Material provided:
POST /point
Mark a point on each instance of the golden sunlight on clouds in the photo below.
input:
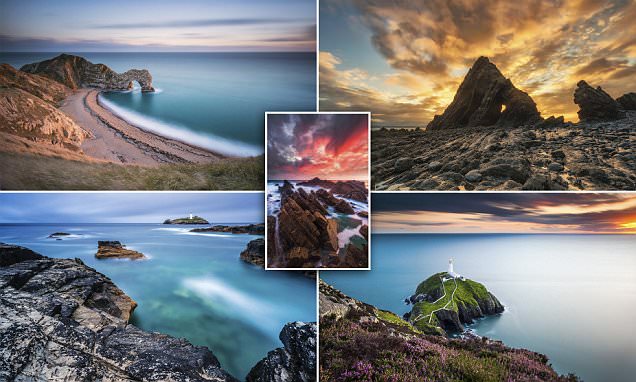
(544, 47)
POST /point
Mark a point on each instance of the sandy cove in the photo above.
(115, 140)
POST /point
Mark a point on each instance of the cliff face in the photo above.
(77, 72)
(361, 342)
(28, 110)
(61, 320)
(451, 304)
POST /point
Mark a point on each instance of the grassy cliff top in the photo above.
(187, 220)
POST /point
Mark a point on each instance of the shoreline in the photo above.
(116, 140)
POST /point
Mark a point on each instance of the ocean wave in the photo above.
(207, 141)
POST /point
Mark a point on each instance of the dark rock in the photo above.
(254, 253)
(296, 361)
(61, 320)
(627, 101)
(480, 99)
(595, 104)
(77, 72)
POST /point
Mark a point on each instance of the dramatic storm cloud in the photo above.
(505, 213)
(405, 59)
(303, 146)
(161, 25)
(133, 207)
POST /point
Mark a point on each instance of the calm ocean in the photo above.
(214, 100)
(571, 297)
(192, 286)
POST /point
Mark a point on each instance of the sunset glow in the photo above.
(505, 213)
(331, 146)
(405, 60)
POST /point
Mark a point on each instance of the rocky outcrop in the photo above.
(627, 101)
(77, 72)
(595, 104)
(250, 229)
(62, 320)
(115, 250)
(487, 98)
(254, 253)
(296, 361)
(187, 220)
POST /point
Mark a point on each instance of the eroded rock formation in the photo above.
(62, 320)
(296, 361)
(115, 250)
(595, 104)
(487, 98)
(77, 72)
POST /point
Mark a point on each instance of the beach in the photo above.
(114, 139)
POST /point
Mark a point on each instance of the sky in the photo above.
(157, 25)
(327, 146)
(404, 60)
(584, 213)
(131, 207)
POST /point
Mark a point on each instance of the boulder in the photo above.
(487, 98)
(296, 361)
(595, 104)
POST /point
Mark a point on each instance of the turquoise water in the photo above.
(571, 297)
(213, 100)
(192, 286)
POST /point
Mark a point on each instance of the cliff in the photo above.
(186, 220)
(77, 72)
(451, 303)
(28, 111)
(361, 342)
(62, 320)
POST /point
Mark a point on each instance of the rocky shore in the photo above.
(388, 348)
(116, 250)
(62, 320)
(250, 229)
(304, 235)
(187, 220)
(475, 145)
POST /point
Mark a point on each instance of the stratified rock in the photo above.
(115, 250)
(627, 101)
(77, 72)
(63, 321)
(480, 99)
(296, 361)
(250, 229)
(595, 104)
(254, 253)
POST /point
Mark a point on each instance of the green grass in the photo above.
(35, 172)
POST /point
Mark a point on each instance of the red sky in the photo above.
(328, 146)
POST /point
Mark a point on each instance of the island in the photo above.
(447, 301)
(389, 348)
(250, 229)
(192, 219)
(115, 250)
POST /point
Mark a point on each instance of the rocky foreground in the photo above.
(62, 320)
(492, 137)
(304, 235)
(361, 342)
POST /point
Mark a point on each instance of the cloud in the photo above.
(544, 46)
(506, 212)
(329, 146)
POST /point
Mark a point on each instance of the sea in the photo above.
(571, 297)
(215, 101)
(192, 285)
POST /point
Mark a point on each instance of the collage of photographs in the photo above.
(318, 190)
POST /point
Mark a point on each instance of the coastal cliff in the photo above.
(450, 303)
(77, 72)
(62, 320)
(387, 348)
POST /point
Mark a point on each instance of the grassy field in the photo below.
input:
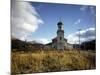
(51, 60)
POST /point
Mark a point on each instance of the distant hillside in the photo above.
(17, 44)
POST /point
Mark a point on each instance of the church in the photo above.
(59, 42)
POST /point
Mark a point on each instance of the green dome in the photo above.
(60, 23)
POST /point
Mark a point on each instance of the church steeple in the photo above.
(60, 35)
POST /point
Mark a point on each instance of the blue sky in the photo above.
(74, 17)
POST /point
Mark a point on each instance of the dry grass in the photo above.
(51, 60)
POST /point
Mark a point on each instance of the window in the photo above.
(60, 38)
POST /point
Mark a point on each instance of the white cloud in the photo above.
(78, 21)
(83, 7)
(85, 35)
(24, 19)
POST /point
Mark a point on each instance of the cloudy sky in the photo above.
(38, 21)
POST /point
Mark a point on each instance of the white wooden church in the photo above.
(59, 42)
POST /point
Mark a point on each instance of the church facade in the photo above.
(59, 42)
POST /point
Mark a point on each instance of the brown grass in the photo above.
(51, 60)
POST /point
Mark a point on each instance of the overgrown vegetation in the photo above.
(51, 60)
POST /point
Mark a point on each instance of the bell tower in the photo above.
(60, 36)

Aim of the exercise:
Leave out every picture and copy the rest of the records exactly.

Answer:
POST /point
Mark a point on each instance of the golden sunlight on clouds in the photo below.
input:
(544, 47)
POST /point
Mark a point on each instance of the sandy cove in the photo above.
(115, 140)
POST /point
Mark a point on each instance of the cliff face in the photo above.
(77, 72)
(361, 342)
(28, 110)
(61, 320)
(451, 304)
POST /point
Mark a point on each instance of the grassy cliff top in the photo above.
(187, 220)
POST /point
Mark a point on each instance of the shoreline in the photo above.
(116, 140)
POST /point
Mark a point on each instance of the ocean wave in the photo above.
(207, 141)
POST /point
Mark a point on each instance of the dark rock in the photo above.
(254, 253)
(296, 361)
(61, 320)
(627, 101)
(480, 99)
(595, 104)
(77, 72)
POST /point
Mark a point on each instance of the dramatic storm cloud in the photo above.
(505, 213)
(405, 59)
(303, 146)
(161, 25)
(133, 207)
POST /point
Mark a point on each instance of the calm ocean in the photo above.
(214, 100)
(571, 297)
(192, 286)
POST /point
Mark a point on each instance of the sunset glow in the photo above.
(505, 213)
(331, 146)
(405, 60)
POST /point
Mark a point on each instance of the rocky outcrop in the photo above.
(627, 101)
(77, 72)
(595, 104)
(250, 229)
(62, 320)
(115, 250)
(487, 98)
(254, 253)
(296, 361)
(187, 220)
POST /point
Mark a point on each instance of the eroded rock formation in the photo above.
(62, 320)
(296, 361)
(115, 250)
(595, 104)
(487, 98)
(77, 72)
POST /point
Mark a point on each instance of the beach in the photo above.
(114, 139)
POST /point
Mark a point on each instance of the sky in the photo above.
(157, 25)
(327, 146)
(404, 60)
(584, 213)
(131, 207)
POST /point
Mark a point on each instance of the boulder in the photo above.
(487, 98)
(296, 361)
(595, 104)
POST /point
Mark a point on each instance of the turquoise water in the photo above.
(571, 297)
(213, 100)
(192, 286)
POST /point
Mark a point on each instance of the cliff in the photo above.
(186, 220)
(77, 72)
(451, 303)
(28, 111)
(361, 342)
(62, 320)
POST /point
Mark a point on each instance of the rocky shore in the photo above.
(388, 348)
(116, 250)
(62, 320)
(250, 229)
(304, 235)
(187, 220)
(475, 145)
POST /point
Mark a point on each instance of the stratified rock in the photo above.
(115, 250)
(627, 101)
(77, 72)
(63, 321)
(480, 99)
(296, 361)
(250, 229)
(595, 104)
(254, 253)
POST /point
Mark a point on each instance of the green grass in the photo above.
(35, 172)
POST /point
Mark a point on each instance of the red sky in the photo above.
(328, 146)
POST /point
Mark a point on each instance of the island in the photo above.
(447, 301)
(389, 348)
(250, 229)
(192, 219)
(115, 250)
POST /point
Mark a point on each instance of the rocky foreground in the photo above.
(62, 320)
(492, 137)
(304, 235)
(361, 342)
POST /point
Mark a point on each instance of the cloud in the photo above.
(544, 46)
(506, 212)
(329, 146)
POST /point
Mark a point on each instance of the sea in the photo above.
(571, 297)
(215, 101)
(192, 285)
POST /point
Mark a point on each instance of the collage of photographs in the photo above.
(318, 190)
POST /point
Mark a point on each instance of the coastal cliff in the photo above.
(450, 303)
(77, 72)
(62, 320)
(387, 348)
POST /point
Mark a point on each instance of the grassy field in the photo below.
input:
(51, 60)
POST /point
Mark a point on each instance of the distant hillside in the photo above.
(17, 44)
POST /point
Mark a point on each instance of the church in the photo above.
(59, 42)
POST /point
Mark a point on each instance of the green dome in the photo above.
(60, 23)
POST /point
Mark a point on each instance of the church steeple in the photo above.
(60, 35)
POST /point
Mark a point on each instance of the blue sky in the photo above.
(74, 17)
POST /point
Mark a point on each instance of the dry grass in the photo above.
(51, 60)
POST /point
Mark a point on each instance of the window in the photo above.
(60, 38)
POST /point
Mark a point on each instance of the white cloud in the photo above.
(78, 21)
(83, 7)
(85, 35)
(24, 19)
POST /point
Mark a point on each instance of the cloudy sky in the photo above.
(38, 21)
POST /point
Mark a point on each instance of the white wooden church in the photo above.
(59, 42)
POST /point
Mark a point on each instance of the church facade in the photo above.
(59, 42)
POST /point
Mark a point on each instance of the brown grass in the photo above.
(51, 60)
POST /point
Mark a point on each instance of the overgrown vegetation in the photo above.
(51, 60)
POST /point
Mark a point on each instance of the bell tower in the photo above.
(60, 36)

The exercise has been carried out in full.